• Quoted passage:
──────────────────────────────
Monday, May 07, 2018

closing another cold case


I love a good mystery.

Better yet, I love solving a good mystery.

When I moved to Mexico, I had a lulu in my sights. Why was the Mexican village of San Patricio named after a Romano-British missionary who became the patron saint of Ireland?

The question, of course, was a bit silly. Mexico is filled with villages named for Italian or French saints along with the Jewish apostles (unlike my current neighborhood that is named in honor of a Mexican-born missionary who was martyred in Japan -- San Felipe de Jesus). And no one bothers asking why. After all, the saints are as universal as the church.

I instinctively knew there was no answer to that question. After all, why is San Luis Potosi named for a sainted French king?

But there was an additional mystery that intrigued me. During the Mexican-American War of 1846-7, several Irish and German soldiers in the American army were induced to desert and switch sides. The Mexican government promised land and military commissions to American deserters.
──────────────────────────────
• Available data:
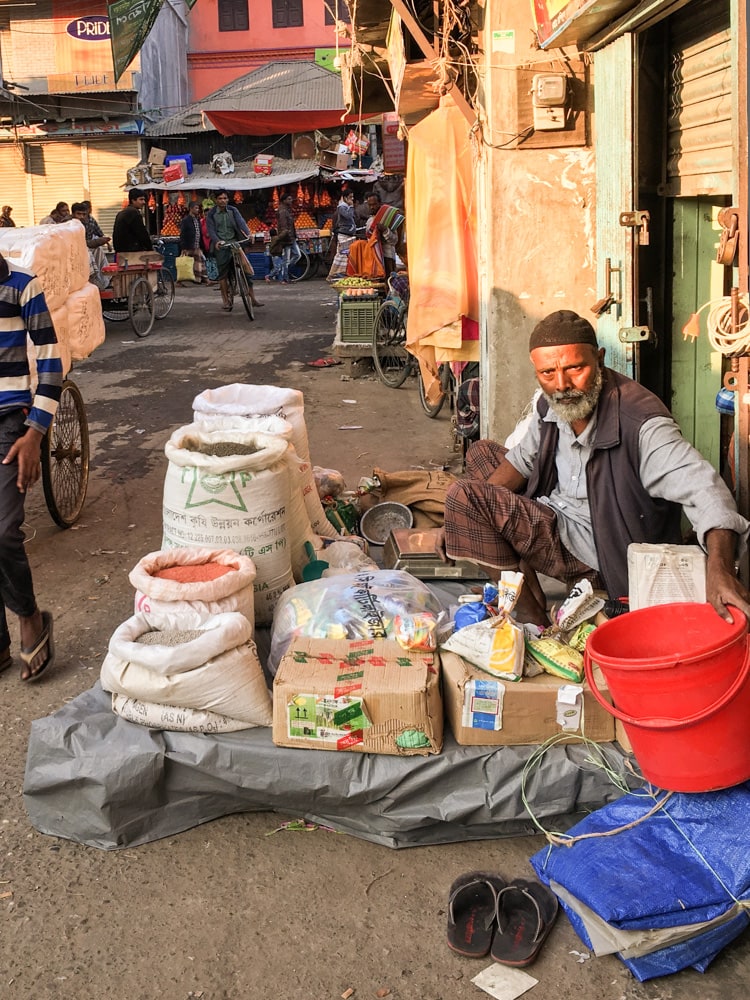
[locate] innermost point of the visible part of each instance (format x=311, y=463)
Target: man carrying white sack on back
x=602, y=464
x=23, y=423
──────────────────────────────
• Required actions:
(a) In the blog post, rewrite the paragraph beginning "The question, of course, was a bit silly" as a short bulleted list that keeps its main facts.
(b) List every country the blog post names.
Answer from the blog post alone.

• Task solutions:
(a)
- The question was a bit silly.
- Mexico is filled with villages named for Italian or French saints and for the Jewish apostles.
- The author's current neighborhood honors San Felipe de Jesus, a Mexican-born missionary martyred in Japan.
- No one asks why such places carry these names.
- The saints are as universal as the church.

(b)
- Mexico
- Ireland
- Japan